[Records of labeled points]

════════

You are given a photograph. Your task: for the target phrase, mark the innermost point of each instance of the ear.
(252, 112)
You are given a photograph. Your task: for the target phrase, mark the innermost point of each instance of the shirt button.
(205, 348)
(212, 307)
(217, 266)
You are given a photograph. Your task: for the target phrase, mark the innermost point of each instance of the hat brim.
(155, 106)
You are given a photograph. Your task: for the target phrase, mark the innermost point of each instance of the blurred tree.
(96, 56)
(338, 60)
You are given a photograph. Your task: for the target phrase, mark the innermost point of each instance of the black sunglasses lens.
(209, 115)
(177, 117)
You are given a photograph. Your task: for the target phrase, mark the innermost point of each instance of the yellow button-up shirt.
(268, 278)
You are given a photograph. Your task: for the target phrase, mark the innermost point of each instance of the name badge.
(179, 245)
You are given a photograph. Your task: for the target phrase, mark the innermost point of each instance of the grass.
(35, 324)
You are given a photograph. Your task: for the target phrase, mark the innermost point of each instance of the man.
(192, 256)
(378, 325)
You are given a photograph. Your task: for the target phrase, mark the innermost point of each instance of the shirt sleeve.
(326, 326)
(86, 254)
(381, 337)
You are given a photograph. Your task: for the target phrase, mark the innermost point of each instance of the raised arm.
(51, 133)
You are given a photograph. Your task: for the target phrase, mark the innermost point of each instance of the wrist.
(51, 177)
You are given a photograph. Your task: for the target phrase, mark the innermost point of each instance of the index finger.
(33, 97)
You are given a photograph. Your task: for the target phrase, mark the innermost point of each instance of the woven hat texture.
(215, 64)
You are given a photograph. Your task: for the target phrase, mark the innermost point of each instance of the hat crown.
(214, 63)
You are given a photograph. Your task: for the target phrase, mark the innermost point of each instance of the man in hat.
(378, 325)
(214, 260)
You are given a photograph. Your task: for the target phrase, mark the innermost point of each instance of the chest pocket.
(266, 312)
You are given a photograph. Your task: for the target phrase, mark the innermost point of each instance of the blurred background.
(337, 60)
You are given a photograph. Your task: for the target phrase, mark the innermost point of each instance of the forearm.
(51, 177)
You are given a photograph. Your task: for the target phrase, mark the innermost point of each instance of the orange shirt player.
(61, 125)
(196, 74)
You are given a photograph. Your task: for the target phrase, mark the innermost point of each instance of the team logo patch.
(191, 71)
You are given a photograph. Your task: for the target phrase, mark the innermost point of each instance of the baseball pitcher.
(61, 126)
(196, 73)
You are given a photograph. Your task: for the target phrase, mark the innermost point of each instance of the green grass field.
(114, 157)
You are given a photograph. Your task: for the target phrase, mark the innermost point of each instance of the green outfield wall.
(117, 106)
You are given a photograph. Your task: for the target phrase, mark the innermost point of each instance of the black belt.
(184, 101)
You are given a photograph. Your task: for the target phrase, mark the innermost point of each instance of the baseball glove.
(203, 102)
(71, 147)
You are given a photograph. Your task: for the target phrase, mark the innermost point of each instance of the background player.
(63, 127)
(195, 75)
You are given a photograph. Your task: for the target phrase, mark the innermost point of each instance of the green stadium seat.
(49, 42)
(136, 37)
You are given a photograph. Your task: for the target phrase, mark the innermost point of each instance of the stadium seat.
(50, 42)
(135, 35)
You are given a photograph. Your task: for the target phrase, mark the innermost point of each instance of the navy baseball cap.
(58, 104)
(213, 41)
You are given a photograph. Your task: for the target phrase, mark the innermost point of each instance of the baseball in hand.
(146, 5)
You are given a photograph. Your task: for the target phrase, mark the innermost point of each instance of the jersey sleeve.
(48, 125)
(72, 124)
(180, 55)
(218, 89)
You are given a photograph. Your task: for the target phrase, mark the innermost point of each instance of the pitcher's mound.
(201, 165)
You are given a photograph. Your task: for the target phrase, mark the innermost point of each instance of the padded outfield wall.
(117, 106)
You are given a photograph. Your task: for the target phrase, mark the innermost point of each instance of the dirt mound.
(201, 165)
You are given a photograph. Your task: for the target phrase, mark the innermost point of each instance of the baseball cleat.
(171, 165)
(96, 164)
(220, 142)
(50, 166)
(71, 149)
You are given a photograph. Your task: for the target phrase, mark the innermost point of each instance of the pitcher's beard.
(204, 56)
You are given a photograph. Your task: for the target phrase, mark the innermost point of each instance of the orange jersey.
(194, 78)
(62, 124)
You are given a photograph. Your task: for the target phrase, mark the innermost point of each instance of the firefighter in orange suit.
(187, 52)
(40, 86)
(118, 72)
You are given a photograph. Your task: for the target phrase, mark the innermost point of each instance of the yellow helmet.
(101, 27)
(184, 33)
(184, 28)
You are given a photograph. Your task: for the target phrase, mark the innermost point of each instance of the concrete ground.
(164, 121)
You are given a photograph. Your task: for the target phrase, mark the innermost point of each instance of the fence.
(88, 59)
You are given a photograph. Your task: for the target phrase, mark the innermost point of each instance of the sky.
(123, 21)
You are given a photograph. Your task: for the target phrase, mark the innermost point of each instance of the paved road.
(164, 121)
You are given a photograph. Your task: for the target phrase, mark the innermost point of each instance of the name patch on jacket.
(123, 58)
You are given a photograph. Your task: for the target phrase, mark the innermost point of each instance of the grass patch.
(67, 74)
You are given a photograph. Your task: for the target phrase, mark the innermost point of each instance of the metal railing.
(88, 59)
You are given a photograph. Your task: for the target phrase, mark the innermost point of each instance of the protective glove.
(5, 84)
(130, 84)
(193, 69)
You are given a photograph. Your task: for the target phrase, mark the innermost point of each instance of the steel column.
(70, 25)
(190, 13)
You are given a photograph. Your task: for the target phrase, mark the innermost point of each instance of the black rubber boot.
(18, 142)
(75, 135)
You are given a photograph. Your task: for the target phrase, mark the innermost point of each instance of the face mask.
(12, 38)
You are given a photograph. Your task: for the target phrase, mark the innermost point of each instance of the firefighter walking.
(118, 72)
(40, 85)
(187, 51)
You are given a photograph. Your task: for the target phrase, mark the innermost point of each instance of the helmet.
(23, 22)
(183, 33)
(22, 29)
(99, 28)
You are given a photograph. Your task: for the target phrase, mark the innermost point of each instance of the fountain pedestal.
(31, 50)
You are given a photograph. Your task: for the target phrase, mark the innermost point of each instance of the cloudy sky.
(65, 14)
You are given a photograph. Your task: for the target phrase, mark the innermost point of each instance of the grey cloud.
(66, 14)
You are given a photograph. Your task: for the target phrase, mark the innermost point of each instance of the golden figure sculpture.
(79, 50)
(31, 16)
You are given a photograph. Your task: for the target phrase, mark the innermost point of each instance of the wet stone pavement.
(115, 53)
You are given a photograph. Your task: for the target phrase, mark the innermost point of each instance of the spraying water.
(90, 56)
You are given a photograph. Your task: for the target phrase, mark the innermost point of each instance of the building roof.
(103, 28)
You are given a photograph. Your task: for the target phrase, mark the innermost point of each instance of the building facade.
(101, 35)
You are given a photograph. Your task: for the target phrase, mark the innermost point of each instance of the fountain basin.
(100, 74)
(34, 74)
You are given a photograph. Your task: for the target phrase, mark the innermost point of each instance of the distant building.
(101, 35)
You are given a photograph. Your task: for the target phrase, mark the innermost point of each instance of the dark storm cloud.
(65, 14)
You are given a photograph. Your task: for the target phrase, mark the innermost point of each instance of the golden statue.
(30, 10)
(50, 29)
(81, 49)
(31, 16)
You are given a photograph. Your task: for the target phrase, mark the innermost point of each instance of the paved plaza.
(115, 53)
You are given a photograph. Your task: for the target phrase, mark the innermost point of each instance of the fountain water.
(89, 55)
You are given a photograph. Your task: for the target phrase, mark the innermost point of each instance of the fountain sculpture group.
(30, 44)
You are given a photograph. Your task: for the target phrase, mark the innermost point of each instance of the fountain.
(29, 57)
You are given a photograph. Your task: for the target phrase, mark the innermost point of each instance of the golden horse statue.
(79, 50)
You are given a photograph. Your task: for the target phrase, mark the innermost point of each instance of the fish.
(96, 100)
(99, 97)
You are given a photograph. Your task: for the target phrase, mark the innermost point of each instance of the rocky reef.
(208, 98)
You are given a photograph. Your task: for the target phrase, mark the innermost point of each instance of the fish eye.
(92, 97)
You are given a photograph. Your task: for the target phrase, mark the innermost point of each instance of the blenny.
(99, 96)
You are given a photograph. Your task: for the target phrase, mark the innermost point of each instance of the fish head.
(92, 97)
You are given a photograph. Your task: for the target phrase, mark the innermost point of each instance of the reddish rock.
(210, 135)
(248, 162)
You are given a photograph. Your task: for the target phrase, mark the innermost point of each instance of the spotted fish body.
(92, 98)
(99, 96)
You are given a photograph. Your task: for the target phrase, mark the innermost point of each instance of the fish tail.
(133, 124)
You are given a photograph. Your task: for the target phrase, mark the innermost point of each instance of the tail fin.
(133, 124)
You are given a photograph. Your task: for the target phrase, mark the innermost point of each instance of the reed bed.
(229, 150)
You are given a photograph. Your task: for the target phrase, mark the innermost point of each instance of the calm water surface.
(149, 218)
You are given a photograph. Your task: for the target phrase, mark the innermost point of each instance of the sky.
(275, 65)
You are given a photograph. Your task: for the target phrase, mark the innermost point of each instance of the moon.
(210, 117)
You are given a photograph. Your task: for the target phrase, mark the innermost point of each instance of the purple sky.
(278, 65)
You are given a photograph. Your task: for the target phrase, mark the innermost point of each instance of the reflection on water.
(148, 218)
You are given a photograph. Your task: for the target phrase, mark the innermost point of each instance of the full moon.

════════

_Exercise prompt_:
Leave out every line before the one containing "golden horse statue."; set down that line and all remaining lines of the material exactly.

_Complete response_:
You are given a photograph. Your task: for the target phrase, mark the innermost point of each instance of the golden horse statue.
(79, 50)
You are given a photograph. Your task: for the target phrase, mark the innermost point of each instance of the fish.
(96, 100)
(99, 97)
You are given a photograph. Your task: for the target phrase, mark the innermost point of each instance of the rocky reef.
(208, 98)
You are given a photograph. Your task: for the target phrase, mark the innermost point of each instance of the fish eye.
(92, 97)
You are given a photograph. Your task: for the target phrase, mark the innermost point of each instance of the blenny.
(99, 96)
You are given a photograph. Your task: for the target phrase, mark the innermost point of each instance of the fish head.
(92, 97)
You are given a photograph. Your task: for the target phrase, mark the innermost point of each instance of the reddish rock.
(210, 135)
(248, 162)
You are given a photograph. Your task: for the target phrase, mark the innermost point of each instance of the spotted fish body.
(92, 98)
(99, 96)
You are given a photograph. Your task: for the target phrase, mark the innermost point of each instance of the fish tail.
(133, 124)
You are given a photograph. Your task: for the target phrase, mark the innermost point of each instance of the tail fin.
(133, 124)
You are given a photograph. Your task: for the target phrase, mark the innermost point of each instance of the reed bed.
(229, 150)
You are given a photograph. Your task: for the target phrase, mark the innermost point of each instance of the calm water surface.
(149, 218)
You are given a photograph. Your task: for the target phrase, mark the innermost point of each instance of the sky.
(275, 65)
You are given a photograph. Your task: for the target phrase, mark the innermost point of each instance of the moon.
(210, 117)
You are given a photograph. Your task: for the target phrase, mark the innermost point of each instance of the purple sky.
(278, 65)
You are given a photograph. Your task: for the target phrase, mark the innermost point of each instance of the reflection on water.
(148, 218)
You are given a photograph. Your task: for the target phrase, mark the innermost point of each instance of the full moon.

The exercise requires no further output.